## Directions:
Write out the data that follows. Keep every character unchanged.

## Materials provided:
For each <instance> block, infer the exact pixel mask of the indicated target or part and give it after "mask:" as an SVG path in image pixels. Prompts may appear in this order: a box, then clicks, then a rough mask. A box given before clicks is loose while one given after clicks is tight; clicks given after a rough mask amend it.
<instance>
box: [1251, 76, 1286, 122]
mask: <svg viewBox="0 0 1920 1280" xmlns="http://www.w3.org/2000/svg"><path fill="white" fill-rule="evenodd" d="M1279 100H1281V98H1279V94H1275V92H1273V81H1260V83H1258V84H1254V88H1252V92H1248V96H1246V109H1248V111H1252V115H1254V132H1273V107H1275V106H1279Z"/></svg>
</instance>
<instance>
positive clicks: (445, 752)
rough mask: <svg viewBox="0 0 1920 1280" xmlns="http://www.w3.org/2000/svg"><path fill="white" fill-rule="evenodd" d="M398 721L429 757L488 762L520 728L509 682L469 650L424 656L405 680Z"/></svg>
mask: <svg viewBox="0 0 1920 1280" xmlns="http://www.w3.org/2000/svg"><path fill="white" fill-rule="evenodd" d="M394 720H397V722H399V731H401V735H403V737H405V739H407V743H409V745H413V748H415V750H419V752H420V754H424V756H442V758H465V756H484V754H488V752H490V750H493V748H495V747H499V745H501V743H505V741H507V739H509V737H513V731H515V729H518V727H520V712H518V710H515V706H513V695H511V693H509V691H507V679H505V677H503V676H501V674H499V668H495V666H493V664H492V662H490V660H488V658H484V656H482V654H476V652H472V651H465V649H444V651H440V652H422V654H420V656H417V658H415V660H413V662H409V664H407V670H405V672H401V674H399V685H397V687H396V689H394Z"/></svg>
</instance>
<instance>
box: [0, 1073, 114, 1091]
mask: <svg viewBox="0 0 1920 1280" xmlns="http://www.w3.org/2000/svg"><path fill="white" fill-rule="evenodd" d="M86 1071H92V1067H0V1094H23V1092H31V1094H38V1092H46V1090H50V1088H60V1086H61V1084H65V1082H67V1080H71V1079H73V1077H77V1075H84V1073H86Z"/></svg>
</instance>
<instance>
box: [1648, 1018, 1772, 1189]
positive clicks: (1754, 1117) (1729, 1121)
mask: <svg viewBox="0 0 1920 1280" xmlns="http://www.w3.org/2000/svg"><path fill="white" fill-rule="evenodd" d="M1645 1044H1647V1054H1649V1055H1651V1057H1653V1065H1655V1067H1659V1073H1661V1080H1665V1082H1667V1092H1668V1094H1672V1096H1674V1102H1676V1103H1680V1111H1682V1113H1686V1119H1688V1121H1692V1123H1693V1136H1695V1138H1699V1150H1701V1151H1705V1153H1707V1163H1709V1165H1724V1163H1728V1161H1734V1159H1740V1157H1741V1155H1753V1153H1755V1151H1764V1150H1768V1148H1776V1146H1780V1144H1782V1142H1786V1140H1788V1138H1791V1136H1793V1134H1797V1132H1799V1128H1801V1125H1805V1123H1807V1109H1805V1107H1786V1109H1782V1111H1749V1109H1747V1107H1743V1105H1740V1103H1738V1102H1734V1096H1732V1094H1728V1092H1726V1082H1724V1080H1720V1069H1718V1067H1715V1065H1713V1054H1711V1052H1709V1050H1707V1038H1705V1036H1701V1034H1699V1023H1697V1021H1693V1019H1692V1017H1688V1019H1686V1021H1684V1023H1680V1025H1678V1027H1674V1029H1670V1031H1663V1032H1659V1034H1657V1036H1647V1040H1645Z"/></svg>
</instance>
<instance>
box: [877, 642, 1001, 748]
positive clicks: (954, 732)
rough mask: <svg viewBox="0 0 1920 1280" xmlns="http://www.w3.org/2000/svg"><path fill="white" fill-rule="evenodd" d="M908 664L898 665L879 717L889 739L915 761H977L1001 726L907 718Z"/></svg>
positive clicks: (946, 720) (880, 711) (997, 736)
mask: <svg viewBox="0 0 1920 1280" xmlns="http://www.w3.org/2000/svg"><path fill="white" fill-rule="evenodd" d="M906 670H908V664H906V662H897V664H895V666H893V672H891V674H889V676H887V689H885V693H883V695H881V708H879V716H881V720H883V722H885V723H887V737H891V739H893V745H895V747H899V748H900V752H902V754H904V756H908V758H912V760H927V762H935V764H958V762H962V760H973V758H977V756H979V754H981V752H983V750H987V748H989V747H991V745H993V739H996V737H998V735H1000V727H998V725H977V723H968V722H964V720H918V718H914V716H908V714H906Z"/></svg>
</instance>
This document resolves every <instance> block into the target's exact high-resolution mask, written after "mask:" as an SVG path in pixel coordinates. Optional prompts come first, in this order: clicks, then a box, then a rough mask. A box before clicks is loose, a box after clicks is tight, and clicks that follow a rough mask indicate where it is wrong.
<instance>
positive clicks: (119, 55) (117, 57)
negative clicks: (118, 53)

## Task answer:
For each <instance> block, infer the exact pixel mask of the indicated target or part and give it after "mask:" as an SVG path in image pixels. Prompts may appear in this order: a box, then clicks, then a rough mask. A box given before clicks is loose while one given after clicks is tight; clicks given after a rough mask amend it.
<instance>
box: [1251, 76, 1286, 122]
mask: <svg viewBox="0 0 1920 1280" xmlns="http://www.w3.org/2000/svg"><path fill="white" fill-rule="evenodd" d="M1279 100H1281V98H1279V94H1275V92H1273V81H1260V83H1258V84H1254V88H1252V92H1248V96H1246V109H1248V111H1252V115H1254V132H1273V107H1275V106H1279Z"/></svg>
</instance>
<instance>
positive clicks: (445, 752)
rough mask: <svg viewBox="0 0 1920 1280" xmlns="http://www.w3.org/2000/svg"><path fill="white" fill-rule="evenodd" d="M398 721L429 757L488 762L520 728L509 682L469 650L424 656L405 680Z"/></svg>
mask: <svg viewBox="0 0 1920 1280" xmlns="http://www.w3.org/2000/svg"><path fill="white" fill-rule="evenodd" d="M394 720H397V722H399V731H401V735H403V737H405V739H407V743H409V745H413V748H415V750H419V752H420V754H424V756H442V758H465V756H484V754H488V752H490V750H493V748H495V747H499V745H501V743H505V741H507V739H509V737H513V731H515V729H518V727H520V712H518V710H515V706H513V695H511V693H509V691H507V679H505V677H503V676H501V674H499V668H495V666H493V664H492V662H490V660H488V658H484V656H482V654H476V652H472V651H465V649H444V651H440V652H422V654H420V656H417V658H415V660H413V662H409V664H407V670H405V672H401V674H399V685H397V687H396V689H394Z"/></svg>
</instance>
<instance>
box: [0, 1073, 114, 1091]
mask: <svg viewBox="0 0 1920 1280" xmlns="http://www.w3.org/2000/svg"><path fill="white" fill-rule="evenodd" d="M86 1071H92V1067H0V1094H23V1092H31V1094H38V1092H46V1090H50V1088H60V1086H61V1084H65V1082H67V1080H71V1079H73V1077H77V1075H84V1073H86Z"/></svg>
</instance>
<instance>
box: [1648, 1018, 1772, 1189]
positive clicks: (1754, 1117) (1729, 1121)
mask: <svg viewBox="0 0 1920 1280" xmlns="http://www.w3.org/2000/svg"><path fill="white" fill-rule="evenodd" d="M1645 1044H1647V1054H1649V1055H1651V1057H1653V1065H1655V1067H1659V1073H1661V1080H1665V1082H1667V1092H1668V1094H1672V1096H1674V1102H1676V1103H1680V1111H1682V1113H1686V1119H1688V1121H1692V1123H1693V1136H1695V1138H1699V1150H1701V1151H1705V1153H1707V1163H1709V1165H1724V1163H1728V1161H1734V1159H1740V1157H1741V1155H1753V1153H1755V1151H1764V1150H1768V1148H1776V1146H1780V1144H1782V1142H1786V1140H1788V1138H1791V1136H1793V1134H1797V1132H1799V1128H1801V1125H1805V1123H1807V1109H1805V1107H1786V1109H1782V1111H1749V1109H1747V1107H1743V1105H1740V1103H1738V1102H1734V1096H1732V1094H1728V1092H1726V1082H1724V1080H1720V1069H1718V1067H1715V1065H1713V1054H1711V1052H1709V1050H1707V1038H1705V1036H1701V1034H1699V1023H1697V1021H1693V1019H1692V1017H1688V1019H1686V1021H1684V1023H1680V1025H1678V1027H1674V1029H1670V1031H1663V1032H1659V1034H1657V1036H1647V1040H1645Z"/></svg>
</instance>
<instance>
box: [877, 642, 1001, 748]
positive clicks: (954, 732)
rough mask: <svg viewBox="0 0 1920 1280" xmlns="http://www.w3.org/2000/svg"><path fill="white" fill-rule="evenodd" d="M908 664L898 665L879 717L889 739L915 761H977L1001 726L907 718Z"/></svg>
positive clicks: (946, 720) (880, 711) (997, 736)
mask: <svg viewBox="0 0 1920 1280" xmlns="http://www.w3.org/2000/svg"><path fill="white" fill-rule="evenodd" d="M906 670H908V664H906V662H897V664H895V666H893V672H891V674H889V676H887V689H885V693H883V695H881V708H879V716H881V720H883V722H885V723H887V737H891V739H893V745H895V747H899V748H900V752H902V754H904V756H908V758H912V760H927V762H935V764H958V762H962V760H973V758H977V756H979V754H981V752H983V750H987V748H989V747H991V745H993V739H996V737H998V735H1000V727H998V725H977V723H968V722H964V720H918V718H914V716H908V714H906Z"/></svg>
</instance>
This document resolves every <instance> block into the target's exact high-resolution mask, written after "mask:" as an SVG path in pixel coordinates. Optional prompts come first, in this order: clicks, then a box, then a rough mask. A box before clicks is loose, a box after clicks is tight, and clicks that follow a rough mask indicate where it is wrong.
<instance>
positive clicks: (119, 55) (117, 57)
negative clicks: (118, 53)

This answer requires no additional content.